_WHAT TO PRODUCE_. The lines to copy are those with "table" in them. Pull each one from the entries below.

━━ PROVIDED RECORDS ━━

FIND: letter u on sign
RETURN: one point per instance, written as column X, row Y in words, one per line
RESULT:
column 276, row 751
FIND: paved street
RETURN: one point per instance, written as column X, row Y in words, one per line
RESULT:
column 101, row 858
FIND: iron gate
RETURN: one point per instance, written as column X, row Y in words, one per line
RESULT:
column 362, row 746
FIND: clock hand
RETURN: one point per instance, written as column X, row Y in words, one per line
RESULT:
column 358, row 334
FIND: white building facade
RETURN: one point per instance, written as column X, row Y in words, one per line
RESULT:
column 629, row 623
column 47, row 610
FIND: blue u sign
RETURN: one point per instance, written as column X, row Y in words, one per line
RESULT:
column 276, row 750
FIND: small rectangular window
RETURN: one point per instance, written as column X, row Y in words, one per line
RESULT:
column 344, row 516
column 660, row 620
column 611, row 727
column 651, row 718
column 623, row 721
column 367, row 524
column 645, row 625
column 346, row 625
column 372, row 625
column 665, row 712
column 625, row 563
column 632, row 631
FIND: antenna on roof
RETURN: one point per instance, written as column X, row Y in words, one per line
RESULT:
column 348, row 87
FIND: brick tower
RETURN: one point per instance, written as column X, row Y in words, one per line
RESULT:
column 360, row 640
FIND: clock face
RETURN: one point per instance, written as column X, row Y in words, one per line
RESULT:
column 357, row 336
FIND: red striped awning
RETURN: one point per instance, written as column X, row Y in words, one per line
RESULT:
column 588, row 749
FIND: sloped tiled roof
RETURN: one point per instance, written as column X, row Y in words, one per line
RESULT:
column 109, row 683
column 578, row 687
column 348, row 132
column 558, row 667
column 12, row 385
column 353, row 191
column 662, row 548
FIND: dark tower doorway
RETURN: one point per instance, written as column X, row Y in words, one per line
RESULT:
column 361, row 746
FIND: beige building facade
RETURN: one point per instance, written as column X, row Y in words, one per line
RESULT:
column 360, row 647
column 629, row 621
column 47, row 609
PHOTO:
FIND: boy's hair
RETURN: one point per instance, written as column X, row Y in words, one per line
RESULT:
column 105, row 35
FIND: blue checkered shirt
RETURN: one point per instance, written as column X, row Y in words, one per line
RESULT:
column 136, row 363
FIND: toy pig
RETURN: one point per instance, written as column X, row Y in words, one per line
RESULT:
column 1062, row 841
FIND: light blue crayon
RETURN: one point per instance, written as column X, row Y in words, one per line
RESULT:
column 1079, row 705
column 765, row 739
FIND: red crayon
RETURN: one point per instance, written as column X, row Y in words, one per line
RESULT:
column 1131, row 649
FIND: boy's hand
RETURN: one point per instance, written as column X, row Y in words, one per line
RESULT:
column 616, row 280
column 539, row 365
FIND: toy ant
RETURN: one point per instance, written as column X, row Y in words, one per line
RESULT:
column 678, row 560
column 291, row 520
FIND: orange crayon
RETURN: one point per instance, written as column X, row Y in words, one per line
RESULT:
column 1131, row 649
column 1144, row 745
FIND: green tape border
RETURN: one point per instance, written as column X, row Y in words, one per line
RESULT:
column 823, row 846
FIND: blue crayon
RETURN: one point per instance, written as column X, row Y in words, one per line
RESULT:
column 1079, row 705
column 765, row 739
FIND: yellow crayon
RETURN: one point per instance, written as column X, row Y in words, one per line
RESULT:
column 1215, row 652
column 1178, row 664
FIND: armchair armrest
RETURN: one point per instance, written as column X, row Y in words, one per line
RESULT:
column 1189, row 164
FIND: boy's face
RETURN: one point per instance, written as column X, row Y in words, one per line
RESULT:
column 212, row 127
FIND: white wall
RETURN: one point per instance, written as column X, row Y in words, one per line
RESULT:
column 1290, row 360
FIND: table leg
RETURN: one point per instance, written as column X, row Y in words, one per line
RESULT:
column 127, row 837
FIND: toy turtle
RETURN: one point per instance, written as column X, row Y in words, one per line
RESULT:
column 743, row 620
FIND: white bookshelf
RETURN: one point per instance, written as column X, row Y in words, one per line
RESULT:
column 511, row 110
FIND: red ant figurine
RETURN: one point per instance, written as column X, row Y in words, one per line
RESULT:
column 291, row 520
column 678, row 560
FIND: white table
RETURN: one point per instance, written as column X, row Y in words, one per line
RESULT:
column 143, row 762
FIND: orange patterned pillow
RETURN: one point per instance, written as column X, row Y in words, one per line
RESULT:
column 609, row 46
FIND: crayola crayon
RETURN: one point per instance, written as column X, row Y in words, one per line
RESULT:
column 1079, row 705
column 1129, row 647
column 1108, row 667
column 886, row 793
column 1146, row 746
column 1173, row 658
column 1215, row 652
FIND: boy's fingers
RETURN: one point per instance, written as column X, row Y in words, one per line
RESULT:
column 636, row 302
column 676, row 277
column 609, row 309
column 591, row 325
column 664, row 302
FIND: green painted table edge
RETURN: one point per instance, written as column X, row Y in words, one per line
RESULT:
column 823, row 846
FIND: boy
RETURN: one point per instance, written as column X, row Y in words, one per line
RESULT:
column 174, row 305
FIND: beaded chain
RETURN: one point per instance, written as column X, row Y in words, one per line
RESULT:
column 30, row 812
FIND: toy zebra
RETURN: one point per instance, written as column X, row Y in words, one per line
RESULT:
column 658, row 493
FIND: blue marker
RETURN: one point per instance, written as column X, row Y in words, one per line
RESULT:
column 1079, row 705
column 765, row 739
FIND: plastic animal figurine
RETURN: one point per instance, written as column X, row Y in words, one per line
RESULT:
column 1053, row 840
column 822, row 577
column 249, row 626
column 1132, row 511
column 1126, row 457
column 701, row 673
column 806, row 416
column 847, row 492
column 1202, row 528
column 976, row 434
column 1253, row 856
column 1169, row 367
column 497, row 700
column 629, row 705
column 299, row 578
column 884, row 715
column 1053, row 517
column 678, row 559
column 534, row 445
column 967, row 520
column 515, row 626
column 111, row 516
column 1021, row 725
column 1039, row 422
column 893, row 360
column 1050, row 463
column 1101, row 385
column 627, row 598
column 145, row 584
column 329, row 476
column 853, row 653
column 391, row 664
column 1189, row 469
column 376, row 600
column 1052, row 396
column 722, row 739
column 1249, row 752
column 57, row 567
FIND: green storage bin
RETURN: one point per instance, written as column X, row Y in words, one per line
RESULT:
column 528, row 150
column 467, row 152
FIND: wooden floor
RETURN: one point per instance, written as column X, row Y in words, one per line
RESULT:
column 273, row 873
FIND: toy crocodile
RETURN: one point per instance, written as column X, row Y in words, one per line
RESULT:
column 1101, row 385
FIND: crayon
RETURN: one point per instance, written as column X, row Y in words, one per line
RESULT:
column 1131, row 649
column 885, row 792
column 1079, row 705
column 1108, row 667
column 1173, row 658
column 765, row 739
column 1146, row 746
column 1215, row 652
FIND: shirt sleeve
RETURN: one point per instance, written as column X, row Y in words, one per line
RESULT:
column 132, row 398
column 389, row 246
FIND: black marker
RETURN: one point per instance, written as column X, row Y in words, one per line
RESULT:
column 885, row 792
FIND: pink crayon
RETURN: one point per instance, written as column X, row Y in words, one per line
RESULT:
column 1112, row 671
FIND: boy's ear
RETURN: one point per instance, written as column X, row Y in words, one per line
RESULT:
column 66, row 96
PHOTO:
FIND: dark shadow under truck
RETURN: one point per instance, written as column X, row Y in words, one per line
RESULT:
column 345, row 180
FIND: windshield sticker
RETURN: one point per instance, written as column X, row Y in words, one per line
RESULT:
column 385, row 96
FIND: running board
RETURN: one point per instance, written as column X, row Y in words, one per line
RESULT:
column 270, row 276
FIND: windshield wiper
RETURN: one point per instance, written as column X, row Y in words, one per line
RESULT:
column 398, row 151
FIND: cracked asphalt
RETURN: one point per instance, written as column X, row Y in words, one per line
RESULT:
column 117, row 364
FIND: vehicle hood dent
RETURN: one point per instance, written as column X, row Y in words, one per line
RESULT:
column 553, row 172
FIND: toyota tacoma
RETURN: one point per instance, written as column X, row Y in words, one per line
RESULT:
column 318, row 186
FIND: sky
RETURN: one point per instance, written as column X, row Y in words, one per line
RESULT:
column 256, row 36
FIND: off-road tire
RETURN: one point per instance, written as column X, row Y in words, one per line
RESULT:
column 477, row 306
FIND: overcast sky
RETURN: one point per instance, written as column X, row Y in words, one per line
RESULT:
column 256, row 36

━━━

_EXERCISE ANSWER_.
FIND: table leg
FIND: white table
FIND: green painted table edge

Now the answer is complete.